TASK BRIEF –
Put the items from the line with "On this screenshot, the hockey player in green" up to and including the line with "[545,27,658,128]" into a JSON list of strings, one string per line, leaving out blank lines. Include only those lines.

Object detection data –
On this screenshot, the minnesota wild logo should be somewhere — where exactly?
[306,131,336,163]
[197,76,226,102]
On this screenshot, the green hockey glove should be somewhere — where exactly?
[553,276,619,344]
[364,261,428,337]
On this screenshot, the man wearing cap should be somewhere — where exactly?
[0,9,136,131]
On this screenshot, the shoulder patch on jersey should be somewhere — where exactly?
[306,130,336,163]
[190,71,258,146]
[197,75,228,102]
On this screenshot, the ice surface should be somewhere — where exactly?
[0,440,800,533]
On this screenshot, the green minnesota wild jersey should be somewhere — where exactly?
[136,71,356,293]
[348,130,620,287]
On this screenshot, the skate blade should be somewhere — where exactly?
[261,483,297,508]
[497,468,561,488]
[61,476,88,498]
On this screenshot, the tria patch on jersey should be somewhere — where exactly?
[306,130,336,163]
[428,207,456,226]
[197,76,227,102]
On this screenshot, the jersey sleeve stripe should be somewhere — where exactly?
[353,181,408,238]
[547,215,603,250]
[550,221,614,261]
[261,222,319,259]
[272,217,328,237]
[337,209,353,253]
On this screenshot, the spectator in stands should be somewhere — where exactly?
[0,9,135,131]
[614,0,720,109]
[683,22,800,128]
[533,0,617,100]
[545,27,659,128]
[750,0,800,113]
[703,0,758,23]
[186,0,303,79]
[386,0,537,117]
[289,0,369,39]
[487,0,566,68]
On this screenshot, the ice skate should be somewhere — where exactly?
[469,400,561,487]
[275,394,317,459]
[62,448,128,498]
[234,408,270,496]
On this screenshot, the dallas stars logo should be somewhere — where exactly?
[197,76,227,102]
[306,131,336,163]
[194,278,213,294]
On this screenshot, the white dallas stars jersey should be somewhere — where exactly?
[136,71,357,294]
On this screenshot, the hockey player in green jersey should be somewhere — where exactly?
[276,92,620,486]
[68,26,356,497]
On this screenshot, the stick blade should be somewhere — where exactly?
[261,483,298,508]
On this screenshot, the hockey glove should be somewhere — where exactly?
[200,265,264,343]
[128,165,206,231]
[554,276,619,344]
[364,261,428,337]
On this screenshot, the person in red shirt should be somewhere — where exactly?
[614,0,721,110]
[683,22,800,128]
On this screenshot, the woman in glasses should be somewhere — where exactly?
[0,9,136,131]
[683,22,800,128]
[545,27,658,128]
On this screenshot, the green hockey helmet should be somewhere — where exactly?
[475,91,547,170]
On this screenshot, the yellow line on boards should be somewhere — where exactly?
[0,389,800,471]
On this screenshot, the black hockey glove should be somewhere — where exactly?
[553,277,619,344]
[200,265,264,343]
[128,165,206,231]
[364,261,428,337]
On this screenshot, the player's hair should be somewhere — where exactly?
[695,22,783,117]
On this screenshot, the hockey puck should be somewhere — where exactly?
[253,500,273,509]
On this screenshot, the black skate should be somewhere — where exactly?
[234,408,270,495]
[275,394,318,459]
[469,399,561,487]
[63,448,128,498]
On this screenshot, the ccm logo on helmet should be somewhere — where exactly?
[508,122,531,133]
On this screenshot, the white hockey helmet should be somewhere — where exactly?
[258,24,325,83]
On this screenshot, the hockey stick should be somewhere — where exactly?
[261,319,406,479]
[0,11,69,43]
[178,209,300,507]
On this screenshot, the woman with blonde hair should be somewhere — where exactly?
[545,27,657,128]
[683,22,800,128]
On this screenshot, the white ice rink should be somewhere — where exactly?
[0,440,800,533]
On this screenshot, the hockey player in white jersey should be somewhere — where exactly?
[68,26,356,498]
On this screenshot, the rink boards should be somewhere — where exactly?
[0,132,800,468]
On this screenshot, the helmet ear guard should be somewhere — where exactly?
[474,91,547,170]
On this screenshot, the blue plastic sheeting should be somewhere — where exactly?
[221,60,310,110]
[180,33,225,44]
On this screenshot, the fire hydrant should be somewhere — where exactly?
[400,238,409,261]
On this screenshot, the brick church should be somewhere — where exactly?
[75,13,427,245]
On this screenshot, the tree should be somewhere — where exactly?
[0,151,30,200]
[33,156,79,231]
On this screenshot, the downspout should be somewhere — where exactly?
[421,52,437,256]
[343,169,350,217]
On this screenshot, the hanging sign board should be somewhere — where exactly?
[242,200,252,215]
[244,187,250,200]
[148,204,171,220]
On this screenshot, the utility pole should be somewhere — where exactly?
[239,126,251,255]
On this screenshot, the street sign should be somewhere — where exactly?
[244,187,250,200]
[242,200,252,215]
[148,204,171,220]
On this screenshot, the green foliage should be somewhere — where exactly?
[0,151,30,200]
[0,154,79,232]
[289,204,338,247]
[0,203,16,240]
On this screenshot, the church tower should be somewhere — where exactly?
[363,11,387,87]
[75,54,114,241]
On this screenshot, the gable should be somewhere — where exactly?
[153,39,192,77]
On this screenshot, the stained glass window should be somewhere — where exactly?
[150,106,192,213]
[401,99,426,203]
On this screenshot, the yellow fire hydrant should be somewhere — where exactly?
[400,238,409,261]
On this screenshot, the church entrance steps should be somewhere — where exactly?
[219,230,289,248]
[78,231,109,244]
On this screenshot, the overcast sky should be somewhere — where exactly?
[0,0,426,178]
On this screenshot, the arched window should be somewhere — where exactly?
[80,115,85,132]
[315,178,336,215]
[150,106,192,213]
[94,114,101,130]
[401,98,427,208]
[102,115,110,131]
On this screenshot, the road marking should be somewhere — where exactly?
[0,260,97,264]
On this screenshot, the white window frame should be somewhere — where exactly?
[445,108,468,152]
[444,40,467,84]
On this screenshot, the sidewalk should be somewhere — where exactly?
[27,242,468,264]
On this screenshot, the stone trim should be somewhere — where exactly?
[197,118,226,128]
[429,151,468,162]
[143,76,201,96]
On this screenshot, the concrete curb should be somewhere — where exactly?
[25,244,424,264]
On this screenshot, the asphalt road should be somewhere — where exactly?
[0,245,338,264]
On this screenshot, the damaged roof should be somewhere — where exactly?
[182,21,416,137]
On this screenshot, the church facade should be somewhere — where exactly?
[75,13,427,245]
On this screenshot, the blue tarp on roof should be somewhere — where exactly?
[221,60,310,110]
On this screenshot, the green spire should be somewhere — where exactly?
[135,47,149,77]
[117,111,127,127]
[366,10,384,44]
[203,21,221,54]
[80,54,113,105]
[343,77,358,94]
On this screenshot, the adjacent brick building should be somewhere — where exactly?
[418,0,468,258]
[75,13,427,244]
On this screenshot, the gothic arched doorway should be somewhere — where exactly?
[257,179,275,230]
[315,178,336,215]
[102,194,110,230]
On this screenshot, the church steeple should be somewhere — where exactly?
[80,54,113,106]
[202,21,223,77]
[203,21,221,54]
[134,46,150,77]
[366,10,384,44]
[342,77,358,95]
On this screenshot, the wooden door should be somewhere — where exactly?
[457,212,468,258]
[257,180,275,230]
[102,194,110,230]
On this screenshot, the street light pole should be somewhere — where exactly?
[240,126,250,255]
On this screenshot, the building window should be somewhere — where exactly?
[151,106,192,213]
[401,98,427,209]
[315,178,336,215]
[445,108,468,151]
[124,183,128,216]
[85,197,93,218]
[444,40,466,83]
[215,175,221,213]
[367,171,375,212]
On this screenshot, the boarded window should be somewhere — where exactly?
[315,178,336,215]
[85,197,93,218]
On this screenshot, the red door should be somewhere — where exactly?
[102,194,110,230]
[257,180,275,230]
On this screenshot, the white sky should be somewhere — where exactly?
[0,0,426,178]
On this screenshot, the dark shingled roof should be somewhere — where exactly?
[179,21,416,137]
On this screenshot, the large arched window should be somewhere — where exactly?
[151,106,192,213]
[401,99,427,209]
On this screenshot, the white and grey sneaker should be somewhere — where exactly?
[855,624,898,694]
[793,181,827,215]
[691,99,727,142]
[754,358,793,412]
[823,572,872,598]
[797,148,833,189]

WRITTEN RESPONSE –
[
  "On this screenshot, the hockey player in green jersey should be somewhere — where exactly?",
  "[276,92,620,486]",
  "[68,26,356,497]",
  "On this screenshot, the stick blade should be somewhere — where exactly?",
  "[261,483,298,508]",
  "On this screenshot, the hockey glove should be somewhere — where exactly?",
  "[200,265,264,343]",
  "[128,165,206,231]",
  "[554,276,619,344]",
  "[364,261,428,337]",
  "On this screenshot, the person in red shirt should be somewhere — where exactly?",
  "[614,0,721,110]",
  "[683,22,800,128]",
  "On this screenshot, the woman in glasses should be somewhere — where exactly?",
  "[0,9,136,131]",
  "[683,22,800,128]",
  "[545,27,658,128]"
]